══ GIVEN RECORDS
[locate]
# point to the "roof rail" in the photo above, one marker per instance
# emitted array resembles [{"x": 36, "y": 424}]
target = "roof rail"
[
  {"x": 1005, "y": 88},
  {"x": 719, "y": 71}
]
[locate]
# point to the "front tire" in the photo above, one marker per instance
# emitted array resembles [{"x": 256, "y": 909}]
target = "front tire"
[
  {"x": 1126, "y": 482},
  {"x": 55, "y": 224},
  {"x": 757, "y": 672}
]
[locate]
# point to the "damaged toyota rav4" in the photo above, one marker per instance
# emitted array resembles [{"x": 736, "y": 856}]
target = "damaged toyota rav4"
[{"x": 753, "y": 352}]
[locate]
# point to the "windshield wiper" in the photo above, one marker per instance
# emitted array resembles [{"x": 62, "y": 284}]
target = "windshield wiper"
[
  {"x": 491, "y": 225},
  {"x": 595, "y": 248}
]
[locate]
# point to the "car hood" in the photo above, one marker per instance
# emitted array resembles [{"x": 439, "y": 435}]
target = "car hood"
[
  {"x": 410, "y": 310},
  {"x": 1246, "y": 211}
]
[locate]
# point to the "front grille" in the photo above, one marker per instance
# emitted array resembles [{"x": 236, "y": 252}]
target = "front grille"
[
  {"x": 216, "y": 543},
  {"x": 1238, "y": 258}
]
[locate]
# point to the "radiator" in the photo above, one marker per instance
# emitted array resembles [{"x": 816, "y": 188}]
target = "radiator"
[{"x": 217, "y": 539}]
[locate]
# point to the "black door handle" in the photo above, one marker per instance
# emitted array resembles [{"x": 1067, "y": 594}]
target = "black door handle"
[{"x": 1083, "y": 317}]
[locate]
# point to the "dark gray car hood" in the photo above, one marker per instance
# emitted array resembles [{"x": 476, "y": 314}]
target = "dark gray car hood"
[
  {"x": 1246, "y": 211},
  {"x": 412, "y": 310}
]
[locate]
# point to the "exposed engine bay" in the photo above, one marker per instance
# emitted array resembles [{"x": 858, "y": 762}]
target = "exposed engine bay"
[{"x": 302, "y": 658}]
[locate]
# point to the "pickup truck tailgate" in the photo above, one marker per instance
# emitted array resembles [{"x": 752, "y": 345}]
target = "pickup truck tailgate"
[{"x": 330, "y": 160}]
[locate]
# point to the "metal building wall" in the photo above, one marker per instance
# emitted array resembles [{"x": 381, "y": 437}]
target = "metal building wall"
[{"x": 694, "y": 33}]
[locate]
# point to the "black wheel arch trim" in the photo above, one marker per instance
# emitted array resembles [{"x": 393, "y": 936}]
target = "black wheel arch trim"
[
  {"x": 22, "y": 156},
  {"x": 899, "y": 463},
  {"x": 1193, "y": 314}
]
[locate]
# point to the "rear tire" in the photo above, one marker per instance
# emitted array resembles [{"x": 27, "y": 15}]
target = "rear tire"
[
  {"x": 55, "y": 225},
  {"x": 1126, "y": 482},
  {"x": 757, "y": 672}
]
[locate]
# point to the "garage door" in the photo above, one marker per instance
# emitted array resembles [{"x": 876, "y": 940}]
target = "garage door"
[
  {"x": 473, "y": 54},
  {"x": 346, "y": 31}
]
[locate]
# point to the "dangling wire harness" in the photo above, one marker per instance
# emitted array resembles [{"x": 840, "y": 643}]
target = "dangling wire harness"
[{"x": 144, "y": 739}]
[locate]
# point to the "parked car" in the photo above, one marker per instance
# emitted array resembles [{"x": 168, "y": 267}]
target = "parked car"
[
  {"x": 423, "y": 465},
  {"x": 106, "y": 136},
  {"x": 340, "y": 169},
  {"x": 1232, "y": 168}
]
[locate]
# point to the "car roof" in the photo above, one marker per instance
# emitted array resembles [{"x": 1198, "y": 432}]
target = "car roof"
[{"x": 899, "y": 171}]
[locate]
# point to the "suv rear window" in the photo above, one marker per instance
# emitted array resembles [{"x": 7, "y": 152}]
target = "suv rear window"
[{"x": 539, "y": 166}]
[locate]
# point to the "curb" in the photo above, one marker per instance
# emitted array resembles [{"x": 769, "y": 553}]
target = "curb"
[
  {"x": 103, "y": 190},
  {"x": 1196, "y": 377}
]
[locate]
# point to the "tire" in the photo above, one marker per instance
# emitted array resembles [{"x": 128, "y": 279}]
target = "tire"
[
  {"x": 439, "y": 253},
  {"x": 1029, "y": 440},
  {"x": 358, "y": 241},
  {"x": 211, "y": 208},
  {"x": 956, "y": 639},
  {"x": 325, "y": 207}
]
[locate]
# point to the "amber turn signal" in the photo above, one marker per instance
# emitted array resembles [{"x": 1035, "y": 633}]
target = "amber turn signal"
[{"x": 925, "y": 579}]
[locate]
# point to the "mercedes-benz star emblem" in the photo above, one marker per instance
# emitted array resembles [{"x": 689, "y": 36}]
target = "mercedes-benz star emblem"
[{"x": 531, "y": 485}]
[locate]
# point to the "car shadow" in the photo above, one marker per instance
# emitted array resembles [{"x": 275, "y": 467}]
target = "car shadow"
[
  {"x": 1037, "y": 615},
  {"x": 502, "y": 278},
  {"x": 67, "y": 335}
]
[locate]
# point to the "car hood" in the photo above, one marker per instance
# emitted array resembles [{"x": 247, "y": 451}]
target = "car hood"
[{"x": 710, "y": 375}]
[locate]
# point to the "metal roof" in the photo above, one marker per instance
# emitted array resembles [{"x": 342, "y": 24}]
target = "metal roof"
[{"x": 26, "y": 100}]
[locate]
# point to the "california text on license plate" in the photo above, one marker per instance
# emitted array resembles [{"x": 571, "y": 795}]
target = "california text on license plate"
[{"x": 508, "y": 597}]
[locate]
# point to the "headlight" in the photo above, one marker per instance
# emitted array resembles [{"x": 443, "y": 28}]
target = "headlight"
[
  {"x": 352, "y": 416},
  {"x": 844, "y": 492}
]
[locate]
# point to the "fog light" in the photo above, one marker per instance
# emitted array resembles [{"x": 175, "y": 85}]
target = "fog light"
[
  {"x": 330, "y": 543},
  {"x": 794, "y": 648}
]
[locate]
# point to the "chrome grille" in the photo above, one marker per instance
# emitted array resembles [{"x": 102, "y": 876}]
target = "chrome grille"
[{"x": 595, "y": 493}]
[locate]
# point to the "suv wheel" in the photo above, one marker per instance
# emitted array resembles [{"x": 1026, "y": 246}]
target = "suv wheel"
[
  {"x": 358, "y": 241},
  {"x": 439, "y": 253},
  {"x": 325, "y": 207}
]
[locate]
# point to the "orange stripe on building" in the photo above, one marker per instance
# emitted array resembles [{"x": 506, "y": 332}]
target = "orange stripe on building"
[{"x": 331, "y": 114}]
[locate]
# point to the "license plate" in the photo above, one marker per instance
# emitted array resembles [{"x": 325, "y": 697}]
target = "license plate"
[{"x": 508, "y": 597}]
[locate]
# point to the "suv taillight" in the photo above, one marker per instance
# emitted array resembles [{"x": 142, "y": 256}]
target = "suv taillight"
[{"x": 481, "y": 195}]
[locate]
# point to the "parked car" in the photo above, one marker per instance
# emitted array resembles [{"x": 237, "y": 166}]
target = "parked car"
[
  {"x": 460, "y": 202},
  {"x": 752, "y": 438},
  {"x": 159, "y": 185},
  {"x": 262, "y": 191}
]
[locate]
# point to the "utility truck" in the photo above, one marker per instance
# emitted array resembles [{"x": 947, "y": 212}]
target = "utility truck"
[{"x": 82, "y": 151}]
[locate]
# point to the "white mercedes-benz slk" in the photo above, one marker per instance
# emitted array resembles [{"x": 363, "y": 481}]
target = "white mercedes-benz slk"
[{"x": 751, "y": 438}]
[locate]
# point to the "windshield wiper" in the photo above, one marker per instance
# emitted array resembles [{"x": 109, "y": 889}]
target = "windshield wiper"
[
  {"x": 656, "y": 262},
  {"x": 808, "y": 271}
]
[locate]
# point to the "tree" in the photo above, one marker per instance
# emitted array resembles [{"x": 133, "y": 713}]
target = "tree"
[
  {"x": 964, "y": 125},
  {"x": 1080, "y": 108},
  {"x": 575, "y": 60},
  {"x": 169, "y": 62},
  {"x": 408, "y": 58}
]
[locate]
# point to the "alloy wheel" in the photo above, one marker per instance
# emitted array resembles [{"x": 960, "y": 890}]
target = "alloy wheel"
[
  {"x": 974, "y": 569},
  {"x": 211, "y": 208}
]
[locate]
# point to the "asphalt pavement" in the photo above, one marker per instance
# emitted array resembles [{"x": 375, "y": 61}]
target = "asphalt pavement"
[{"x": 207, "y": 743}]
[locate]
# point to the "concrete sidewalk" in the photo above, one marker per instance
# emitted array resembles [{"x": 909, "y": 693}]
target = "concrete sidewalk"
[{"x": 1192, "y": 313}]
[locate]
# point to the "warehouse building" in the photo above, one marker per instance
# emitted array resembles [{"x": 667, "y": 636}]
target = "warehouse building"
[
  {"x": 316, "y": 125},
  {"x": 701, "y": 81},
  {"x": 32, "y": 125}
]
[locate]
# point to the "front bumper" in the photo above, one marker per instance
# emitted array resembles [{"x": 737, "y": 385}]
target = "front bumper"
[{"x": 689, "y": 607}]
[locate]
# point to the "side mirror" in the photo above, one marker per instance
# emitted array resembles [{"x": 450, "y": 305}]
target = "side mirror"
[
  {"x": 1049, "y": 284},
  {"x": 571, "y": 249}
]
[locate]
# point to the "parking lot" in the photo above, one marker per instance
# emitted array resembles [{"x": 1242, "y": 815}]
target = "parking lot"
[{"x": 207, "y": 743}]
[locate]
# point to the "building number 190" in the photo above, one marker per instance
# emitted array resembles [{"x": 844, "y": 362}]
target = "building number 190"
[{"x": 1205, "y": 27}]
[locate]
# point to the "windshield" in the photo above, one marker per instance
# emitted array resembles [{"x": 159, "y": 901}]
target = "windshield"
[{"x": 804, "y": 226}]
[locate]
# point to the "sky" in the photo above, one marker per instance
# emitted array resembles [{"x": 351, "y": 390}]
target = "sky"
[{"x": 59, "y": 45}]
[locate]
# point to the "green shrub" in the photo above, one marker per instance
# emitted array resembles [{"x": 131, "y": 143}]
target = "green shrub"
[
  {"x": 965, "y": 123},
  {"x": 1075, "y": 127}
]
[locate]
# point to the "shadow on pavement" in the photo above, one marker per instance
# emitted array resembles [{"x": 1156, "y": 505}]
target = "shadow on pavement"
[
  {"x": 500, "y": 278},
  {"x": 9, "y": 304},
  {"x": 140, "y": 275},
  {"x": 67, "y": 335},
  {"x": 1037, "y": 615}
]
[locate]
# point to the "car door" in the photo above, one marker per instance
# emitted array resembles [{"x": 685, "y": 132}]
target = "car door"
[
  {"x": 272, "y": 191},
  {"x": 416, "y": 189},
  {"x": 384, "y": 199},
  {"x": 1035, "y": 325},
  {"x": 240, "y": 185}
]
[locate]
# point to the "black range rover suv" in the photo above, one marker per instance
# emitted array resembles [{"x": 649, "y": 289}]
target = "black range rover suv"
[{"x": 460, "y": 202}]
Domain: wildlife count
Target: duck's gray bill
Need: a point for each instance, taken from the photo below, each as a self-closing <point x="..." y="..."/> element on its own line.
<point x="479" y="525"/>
════
* **BRIEF**: Retype exactly, please, each line from the line that contains "Domain: wildlife count" through the last line of the entries above, with nothing added.

* **OUTPUT BELOW**:
Domain: wildlife count
Target: duck's gray bill
Need: a point for each instance, taken from the photo below, each as a self-closing <point x="..." y="..."/> element on its own line.
<point x="479" y="525"/>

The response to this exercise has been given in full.